### [Requirement]
Please transcribe the entries below without omitting a single character.

### [Available data]

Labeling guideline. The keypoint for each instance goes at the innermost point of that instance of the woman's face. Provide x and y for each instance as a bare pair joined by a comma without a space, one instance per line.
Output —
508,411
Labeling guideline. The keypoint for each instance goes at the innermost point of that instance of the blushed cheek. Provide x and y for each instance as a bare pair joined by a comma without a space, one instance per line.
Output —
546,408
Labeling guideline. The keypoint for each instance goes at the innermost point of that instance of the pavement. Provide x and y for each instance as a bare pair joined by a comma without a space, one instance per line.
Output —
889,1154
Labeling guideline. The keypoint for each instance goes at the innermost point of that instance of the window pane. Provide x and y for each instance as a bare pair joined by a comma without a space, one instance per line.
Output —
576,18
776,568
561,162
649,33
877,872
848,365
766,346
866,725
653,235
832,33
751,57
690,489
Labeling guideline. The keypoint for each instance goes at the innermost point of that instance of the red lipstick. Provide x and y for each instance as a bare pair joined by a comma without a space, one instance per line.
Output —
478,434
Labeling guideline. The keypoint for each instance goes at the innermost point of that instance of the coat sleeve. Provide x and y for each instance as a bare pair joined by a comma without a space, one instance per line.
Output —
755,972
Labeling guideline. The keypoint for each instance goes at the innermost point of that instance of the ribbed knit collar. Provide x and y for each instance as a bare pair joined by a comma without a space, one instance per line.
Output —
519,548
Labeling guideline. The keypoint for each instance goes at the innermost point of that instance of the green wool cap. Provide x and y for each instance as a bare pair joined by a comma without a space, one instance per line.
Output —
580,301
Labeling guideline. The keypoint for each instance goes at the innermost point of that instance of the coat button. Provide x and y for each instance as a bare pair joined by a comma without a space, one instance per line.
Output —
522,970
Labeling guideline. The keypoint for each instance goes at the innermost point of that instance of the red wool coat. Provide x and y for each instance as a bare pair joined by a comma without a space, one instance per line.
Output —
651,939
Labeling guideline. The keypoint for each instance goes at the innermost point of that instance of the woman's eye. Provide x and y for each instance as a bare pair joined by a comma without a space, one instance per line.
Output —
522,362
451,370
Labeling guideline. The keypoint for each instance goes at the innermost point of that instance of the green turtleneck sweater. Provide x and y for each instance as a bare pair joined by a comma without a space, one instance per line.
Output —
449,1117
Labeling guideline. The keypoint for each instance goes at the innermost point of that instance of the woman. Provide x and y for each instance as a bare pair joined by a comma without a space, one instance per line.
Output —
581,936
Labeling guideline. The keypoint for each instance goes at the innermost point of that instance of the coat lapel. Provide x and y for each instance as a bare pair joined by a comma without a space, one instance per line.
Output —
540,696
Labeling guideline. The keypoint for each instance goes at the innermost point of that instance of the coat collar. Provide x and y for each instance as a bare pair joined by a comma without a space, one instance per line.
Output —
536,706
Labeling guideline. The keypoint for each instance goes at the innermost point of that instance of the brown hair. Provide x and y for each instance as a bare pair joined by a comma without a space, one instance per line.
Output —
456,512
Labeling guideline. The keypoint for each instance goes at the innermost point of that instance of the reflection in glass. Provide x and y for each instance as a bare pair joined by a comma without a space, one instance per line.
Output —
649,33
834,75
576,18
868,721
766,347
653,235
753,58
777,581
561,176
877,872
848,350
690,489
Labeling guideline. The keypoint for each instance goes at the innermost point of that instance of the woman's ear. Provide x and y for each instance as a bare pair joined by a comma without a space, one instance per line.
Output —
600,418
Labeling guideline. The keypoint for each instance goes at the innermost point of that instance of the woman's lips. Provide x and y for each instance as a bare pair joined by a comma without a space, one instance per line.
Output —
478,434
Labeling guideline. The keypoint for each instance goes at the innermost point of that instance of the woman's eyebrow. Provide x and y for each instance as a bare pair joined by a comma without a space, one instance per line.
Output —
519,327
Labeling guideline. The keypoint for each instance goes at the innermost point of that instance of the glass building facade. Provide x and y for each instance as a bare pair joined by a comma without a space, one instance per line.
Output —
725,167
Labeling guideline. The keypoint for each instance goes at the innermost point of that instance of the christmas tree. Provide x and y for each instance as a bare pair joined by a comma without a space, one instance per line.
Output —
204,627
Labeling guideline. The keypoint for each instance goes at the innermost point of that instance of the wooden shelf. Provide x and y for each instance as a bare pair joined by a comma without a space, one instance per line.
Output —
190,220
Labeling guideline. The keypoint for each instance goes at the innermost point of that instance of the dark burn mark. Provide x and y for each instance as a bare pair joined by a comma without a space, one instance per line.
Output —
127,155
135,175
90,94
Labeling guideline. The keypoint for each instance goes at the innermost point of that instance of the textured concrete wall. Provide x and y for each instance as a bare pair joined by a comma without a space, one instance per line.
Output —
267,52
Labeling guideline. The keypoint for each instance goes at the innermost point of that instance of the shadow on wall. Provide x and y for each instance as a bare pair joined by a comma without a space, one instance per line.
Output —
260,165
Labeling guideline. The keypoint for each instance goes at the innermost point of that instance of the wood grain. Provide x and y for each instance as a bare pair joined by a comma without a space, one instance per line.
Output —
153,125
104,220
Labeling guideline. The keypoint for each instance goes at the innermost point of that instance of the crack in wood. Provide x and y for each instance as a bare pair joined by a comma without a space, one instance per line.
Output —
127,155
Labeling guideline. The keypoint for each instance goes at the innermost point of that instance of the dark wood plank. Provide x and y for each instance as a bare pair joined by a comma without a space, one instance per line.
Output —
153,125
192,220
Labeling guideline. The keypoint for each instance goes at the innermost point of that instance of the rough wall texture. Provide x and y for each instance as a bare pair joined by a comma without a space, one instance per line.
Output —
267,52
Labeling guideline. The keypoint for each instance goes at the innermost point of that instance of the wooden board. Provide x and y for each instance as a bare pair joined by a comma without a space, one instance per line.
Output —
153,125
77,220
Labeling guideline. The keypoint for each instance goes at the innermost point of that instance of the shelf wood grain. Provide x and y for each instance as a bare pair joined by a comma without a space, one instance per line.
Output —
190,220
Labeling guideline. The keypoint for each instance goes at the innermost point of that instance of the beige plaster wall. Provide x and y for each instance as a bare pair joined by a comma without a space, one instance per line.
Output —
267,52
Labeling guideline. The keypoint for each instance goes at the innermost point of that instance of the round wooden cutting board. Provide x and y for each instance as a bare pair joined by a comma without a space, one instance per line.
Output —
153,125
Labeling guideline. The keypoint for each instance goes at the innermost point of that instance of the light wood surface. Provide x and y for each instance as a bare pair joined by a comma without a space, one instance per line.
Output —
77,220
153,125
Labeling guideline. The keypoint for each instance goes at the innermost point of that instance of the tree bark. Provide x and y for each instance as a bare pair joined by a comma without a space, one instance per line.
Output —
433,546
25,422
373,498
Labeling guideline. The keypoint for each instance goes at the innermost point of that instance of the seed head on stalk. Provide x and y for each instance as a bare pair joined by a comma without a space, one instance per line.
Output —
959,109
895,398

### [Solution to this problem]
Labeling guideline. The keypoint for each instance goes at the innermost point of that instance of the woman's face. Provide x and y for each instance as a bare pair joined by a comma without a space, one instance per line.
Output —
508,411
Labeling guideline. The keypoint for each instance goes at the innermost point of that instance of the blushed cheek. Provide x and y for each instance as a bare pair joined by a comma without a space, one instance per line.
Output —
546,408
Labeling guideline. The keypoint for each instance goes at the innermost point of that instance of the pavement. Provide x and y for each instance as a bare pair joined by a comma without a space, one instance per line.
Output —
889,1154
Labeling guideline. The keypoint for each instance goes at the innermost point of that instance of the window pane. Provide x and y for each instance as a bare pair joined by a comma without a space, one instance per line.
Output —
576,18
776,568
561,162
649,33
877,872
848,365
766,346
866,725
653,235
832,33
751,57
690,489
Labeling guideline. The keypoint for each instance goes at the innermost point of that instance of the red lipstick. Provide x and y for each instance as a bare pair joined by a comma without a space, one instance per line.
Output —
478,434
Labeling guideline. The keypoint for each instance goes at the innermost point of that instance of the coat sleeve. Provide x and y for each instance as a bare pair joined by a comma without a space, one instance per line.
Output —
755,972
Labeling guideline. The keypoint for each instance goes at the innermost point of that instance of the ribbed knit collar. Provide x and y for each instance as a bare pair joined by a comma without a space, one instance per line.
Output —
519,548
Labeling guideline. The keypoint for each instance goes at the innermost point of that instance of the green wool cap. Provide x and y for each instance as a bare pair joined by a comma without a space, one instance per line.
Output —
580,301
Labeling guideline. The keypoint for each instance goes at the innermost point of that instance of the coat button. Provide x and y for each instance as a bare pair joined by a comma without a space, one instance per line.
Output —
522,970
Labeling guideline. The keypoint for each instance goes at the innermost point of that instance of the red wool coat. Provide x and y for each instance as a bare pair joined by a comma without a space, one instance per line.
Output —
651,939
Labeling guideline. The keypoint for each instance goes at the innermost point of that instance of the woman's eye. Provide x and y for each instance as a bare pair joined by a comma without a space, one instance per line.
Output —
522,362
451,370
Labeling guideline. The keypoint for each instance goes at the innermost point of that instance of the green turtleneck sweater. Provide x and y for each instance as a bare pair joined by a comma without a space, one instance per line.
Output —
449,1117
Labeling guideline. The keypoint for each instance goes at the innermost point of that instance of the woman. Provide x and y for each instance as a bare pair joined by a comma without a space, one instance per line.
Output —
581,936
Labeling guideline. The keypoint for each instance goes at the innermost point of that instance of the coat lapel. Provide x and y for each instance as a bare pair joined by a comma without a space, one instance per line.
Output —
540,696
Labeling guideline. The keypoint for each instance goes at the innermost point of that instance of the coat collar. Provide x and y for each instance as a bare pair joined by a comma without a space, one instance per line.
Output —
536,706
Labeling guideline. The keypoint for each instance goes at the innermost point of that instance of the brown hair. Provide x and y for each instance as a bare pair joined by a comma without a space, one instance per line.
Output —
456,512
Labeling guideline. The keypoint for each instance goes at the innermost point of that instance of the reflection in glass. Provide x and y for each instance as a bare pair joined by a comma without a space, one instance per line.
Output —
649,33
834,75
576,18
868,721
766,347
653,235
753,58
777,581
561,176
877,872
848,350
690,489
Labeling guideline. The keypoint for each instance goes at the innermost point of that instance of the woman's ear. Provide x and y for each instance as a bare pair joined by a comma without a space, one instance per line.
Output —
600,418
Labeling guideline. The keypoint for each instance goes at the innermost point of that instance of the woman's lips. Provide x and y for each instance as a bare pair joined by a comma without a space, one instance per line.
Output —
478,434
Labeling guideline. The keypoint for each instance goes at the innermost point of that instance of the woman's eyebrow. Provide x and y for each instance as a bare pair joined by a comma without a space, one instance per line.
Output —
519,327
Labeling guideline. The keypoint for each instance goes at the innermost point of that instance of the glass building facade. Provide x and y for each instance as a bare pair joined by a comma without a space, one instance per line.
Output —
725,167
Labeling guideline. The keypoint for each instance goes at the innermost point of that instance of the christmas tree. Provide x and y for each instance as a bare pair joined by a comma without a space, one instance per line.
Output —
204,627
Labeling guideline. The keypoint for each instance goes at the innermost point of that instance of the wooden shelf. Provide x and y for each instance as a bare pair joined by a comma without a space, one instance per line.
Output —
190,220
Labeling guideline. The keypoint for each instance goes at the innermost point of that instance of the dark burn mark. Provide x and y for each instance as a bare pair joined by a comma without a space, one instance per line.
Output —
127,155
135,175
90,94
Labeling guideline. The keypoint for each instance goes at the innermost point of that instance of the textured concrete wall. Provide x and y for each instance as a bare pair joined by a comma without a space, one instance per line.
Output —
267,52
Labeling guideline. The keypoint for each instance goes at the innermost point of that instance of the shadow on wall. Provide x and y for each instance as a bare pair joined by a comma without a space, one instance per line.
Output —
260,165
Labeling guideline. The keypoint for each instance goes at the innermost point of that instance of the wood grain. Provide x and y for each instance as a bare pair joined by a comma without a space, one instance per line.
Output —
153,125
104,220
Labeling guideline. The keypoint for each instance goes at the innermost point of that instance of the crack in wood. Provide x and y for each instance as a bare pair joined by a comma without a space, one instance per line.
Output —
127,155
Labeling guideline. The keypoint for each instance goes at the innermost point of that instance of the dark wood plank. Provide x and y for each instance as a bare pair joined by a comma without a space, one instance per line.
Output —
153,125
192,220
Labeling guideline. The keypoint for each instance goes at the innermost point of that instance of the rough wall texture. Provide x and y for each instance as a bare pair joined by a comma without a space, one instance per line.
Output —
267,52
Labeling guideline. The keypoint for each instance goes at the innermost point of that instance of the wooden board. Provide x and y for each instance as a bare pair joined by a comma without a space, one instance per line.
Output —
153,125
77,220
Labeling guideline. The keypoint for each instance goes at the innermost point of that instance of the shelf wood grain. Provide x and y for each instance as a bare pair joined by a comma without a space, one instance per line.
Output —
190,220
Labeling guideline. The keypoint for each instance goes at the innermost point of that instance of the beige plaster wall. Provide x and y for each instance as a bare pair joined by a comma without a space, one instance per line.
Output —
267,52
Labeling guideline. The keypoint for each instance goes at the innermost point of that instance of the round wooden cutting board. Provide x and y for each instance as a bare pair joined by a comma without a space, one instance per line.
Output —
153,125
Labeling guideline. The keypoint for each instance goes at the innermost point of that instance of the light wood surface. Provide x and y for each instance as a bare pair joined by a comma without a space, one instance per line.
Output —
77,220
153,125
Labeling guideline. The keypoint for each instance goes at the innermost point of that instance of the tree bark. Provide x and y for each instance as a bare pair joined by a comma without a space, one instance per line.
Output —
433,546
25,422
373,498
Labeling guideline. The keypoint for each instance goes at the innermost point of that instance of the seed head on stalk. Provide x and y for each instance as a bare pair joined by a comma without a space, one instance per line.
Output —
959,109
895,398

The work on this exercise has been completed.